# TEXTO DE ORIGEM
Com a comunidade e para a comunidade

A par da construção do estúdio de música, o full-time em trabalho comunitário permitiu a Fábio, hoje com 31 anos, trabalhar em vários projectos, de áreas tão diversas quanto o desporto, o desenvolvimento pessoal ou a criação artística, experiência vertida em workshops de Taekwondo, Kickboxing e Muay Thai.

A intervenção no bairro expandiu-se ainda a partir de uma colaboração com o Instituto Superior de Ciências do Trabalho e da Empresa (ISCTE), através do projecto “Muda a tua rua”, do qual resultaram várias actividades. Com destaque para o “Pendão em Restauração”, o “Street Workout”, ou a “Residência de Autodescoberta em Roda Viva”.

Os efeitos de cada iniciativa começaram a ser visíveis na comunidade, garante o empreendedor, sublinhando o impacto de cada intervenção. Para começar, “Pendão em Restauração” favoreceu o espírito de união e entreajuda, através da produção de um grafitti idealizado pela comunidade. Já o “Street Workout” trouxe um ginásio ao ar livre. Finalmente a “Residência de Autodescoberta em Roda Viva” surgiu para os jovens trabalharem o interior com uma coach, durante um fim-de-semana, distanciados das distracções citadinas. Pelo caminho, o Pendão também organizou uma “Roda de Poesia”, em que pessoas de todas as idades contavam histórias.

A catapulta para a Mad Locks 

Enquanto o bairro mudava, Fábio, filho de mãe portuguesa e pai cabo-verdiano, mudava com ele. Não apenas em relação aos objetivos de vida, mas também em relação ao visual.

“Eu já tinha um afro relativamente grande e, um dia, comecei a enrolar com a mão, só na brincadeira. O cabelo começou a criar uns canudos e pedi a um amigo para me ajudar. Metemos sabão, enrolámos, e depois ele começou a dar uns toques de agulha. Ele só definiu a raiz e disse que eu teria de fazer o resto. Aprendi aquilo na hora, e fiquei a fazer a minha rasta para aí uns quatro dias consecutivos”.

O episódio marcou um novo ponto de viragem na história de Fábio. “As minhas rastas começaram a ficar fixe. Então, primeiro aparecia um amigo e pedia para fazer uma rasta, depois aparecia outro para arranjar, e fiquei um ano e tal a fazer isso a toda a gente”.

Com a experiência e crescente popularidade, começou a cobrar “valores simbólicos”, de 5 ou 10 euros por cliente, “só para não estar a fazer de graça”. Ao mesmo tempo, criou uma página no Facebook, mas a falta de jeito para o marketing acabou por comprometer o alcance da iniciativa, que nunca conseguiu atrair muitos seguidores.

Por isso, não hesitou quando teve a oportunidade de se profissionalizar no ramo das rastas, trabalhando por conta de outrem. “Pela primeira vez na vida, tinha um trabalho em que sentia que não estava a trabalhar, porque era realmente uma cena que eu gostava. Percebi que era mesmo o que tinha de fazer.”

Apesar da realização com a nova ocupação, Fábio nunca deixou de sonhar com um negócio próprio e, mais uma vez, a concretização surgiu através da Associação Pendão em Movimento, no âmbito do projecto “Catapulta”, desenvolvido em parceria com a Universidade de Évora.

# DADOS GUARDADOS
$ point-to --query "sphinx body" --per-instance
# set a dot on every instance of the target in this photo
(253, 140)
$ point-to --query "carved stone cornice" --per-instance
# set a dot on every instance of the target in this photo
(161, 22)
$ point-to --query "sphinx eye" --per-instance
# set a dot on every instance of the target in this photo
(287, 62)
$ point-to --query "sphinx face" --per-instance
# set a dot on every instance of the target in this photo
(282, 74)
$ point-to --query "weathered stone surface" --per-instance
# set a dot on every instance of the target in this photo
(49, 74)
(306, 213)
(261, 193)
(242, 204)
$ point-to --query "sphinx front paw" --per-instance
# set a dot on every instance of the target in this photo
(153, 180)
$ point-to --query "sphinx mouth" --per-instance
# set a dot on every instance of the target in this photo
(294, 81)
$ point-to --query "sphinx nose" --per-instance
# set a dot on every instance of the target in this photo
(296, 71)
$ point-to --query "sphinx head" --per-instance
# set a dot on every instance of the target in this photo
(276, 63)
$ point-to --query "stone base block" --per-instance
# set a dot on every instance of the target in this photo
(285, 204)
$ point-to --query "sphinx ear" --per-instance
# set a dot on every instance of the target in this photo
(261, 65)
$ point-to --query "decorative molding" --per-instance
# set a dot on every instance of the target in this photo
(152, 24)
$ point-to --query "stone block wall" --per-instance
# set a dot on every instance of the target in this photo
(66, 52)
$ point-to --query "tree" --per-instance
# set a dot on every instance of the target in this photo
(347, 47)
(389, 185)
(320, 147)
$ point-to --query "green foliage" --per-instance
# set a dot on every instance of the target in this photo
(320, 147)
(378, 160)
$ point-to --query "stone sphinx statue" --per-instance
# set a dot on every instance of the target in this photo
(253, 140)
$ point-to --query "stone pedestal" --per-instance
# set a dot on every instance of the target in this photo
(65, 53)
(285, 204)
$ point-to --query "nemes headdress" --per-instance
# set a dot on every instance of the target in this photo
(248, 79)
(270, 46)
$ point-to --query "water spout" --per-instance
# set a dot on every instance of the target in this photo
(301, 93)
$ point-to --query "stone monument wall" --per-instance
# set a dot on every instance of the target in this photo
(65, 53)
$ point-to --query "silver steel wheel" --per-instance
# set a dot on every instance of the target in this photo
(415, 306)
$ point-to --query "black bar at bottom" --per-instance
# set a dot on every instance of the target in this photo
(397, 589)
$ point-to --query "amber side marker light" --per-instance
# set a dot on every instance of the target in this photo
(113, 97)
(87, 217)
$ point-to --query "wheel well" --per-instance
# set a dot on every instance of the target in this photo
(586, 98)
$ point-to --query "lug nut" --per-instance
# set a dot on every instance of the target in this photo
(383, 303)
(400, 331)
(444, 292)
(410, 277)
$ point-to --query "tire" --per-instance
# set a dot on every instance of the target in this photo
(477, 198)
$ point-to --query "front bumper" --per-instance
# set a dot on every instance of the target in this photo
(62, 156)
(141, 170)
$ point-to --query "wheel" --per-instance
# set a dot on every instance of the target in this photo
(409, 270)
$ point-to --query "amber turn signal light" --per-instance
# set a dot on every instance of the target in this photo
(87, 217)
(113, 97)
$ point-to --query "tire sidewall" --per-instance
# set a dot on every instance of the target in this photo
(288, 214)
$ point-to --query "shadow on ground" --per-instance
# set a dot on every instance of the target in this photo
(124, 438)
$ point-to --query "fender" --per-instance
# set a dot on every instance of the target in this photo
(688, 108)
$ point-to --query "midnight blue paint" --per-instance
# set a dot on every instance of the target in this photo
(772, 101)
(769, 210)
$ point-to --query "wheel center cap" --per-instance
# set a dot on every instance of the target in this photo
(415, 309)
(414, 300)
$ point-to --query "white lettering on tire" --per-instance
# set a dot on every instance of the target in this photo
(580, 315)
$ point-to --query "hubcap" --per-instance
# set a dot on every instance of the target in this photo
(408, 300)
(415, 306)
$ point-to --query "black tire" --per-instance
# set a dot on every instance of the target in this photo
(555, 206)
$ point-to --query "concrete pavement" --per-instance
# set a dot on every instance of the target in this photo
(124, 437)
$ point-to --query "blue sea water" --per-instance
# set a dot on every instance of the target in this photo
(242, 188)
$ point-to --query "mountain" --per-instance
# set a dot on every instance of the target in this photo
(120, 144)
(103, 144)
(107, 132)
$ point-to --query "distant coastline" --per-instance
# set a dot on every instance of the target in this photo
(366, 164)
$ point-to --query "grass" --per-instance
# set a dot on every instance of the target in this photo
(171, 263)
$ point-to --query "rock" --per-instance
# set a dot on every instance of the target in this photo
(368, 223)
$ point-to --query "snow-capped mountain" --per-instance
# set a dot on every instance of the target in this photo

# INSTRUÇÕES
Copie do texto de origem tudo o que vai desde "Os efeitos de" até "relação ao visual.". Baseie-se unicamente no texto de origem.

# RESOLUÇÃO
Os efeitos de cada iniciativa começaram a ser visíveis na comunidade, garante o empreendedor, sublinhando o impacto de cada intervenção. Para começar, “Pendão em Restauração” favoreceu o espírito de união e entreajuda, através da produção de um grafitti idealizado pela comunidade. Já o “Street Workout” trouxe um ginásio ao ar livre. Finalmente a “Residência de Autodescoberta em Roda Viva” surgiu para os jovens trabalharem o interior com uma coach, durante um fim-de-semana, distanciados das distracções citadinas. Pelo caminho, o Pendão também organizou uma “Roda de Poesia”, em que pessoas de todas as idades contavam histórias.

A catapulta para a Mad Locks 

Enquanto o bairro mudava, Fábio, filho de mãe portuguesa e pai cabo-verdiano, mudava com ele. Não apenas em relação aos objetivos de vida, mas também em relação ao visual.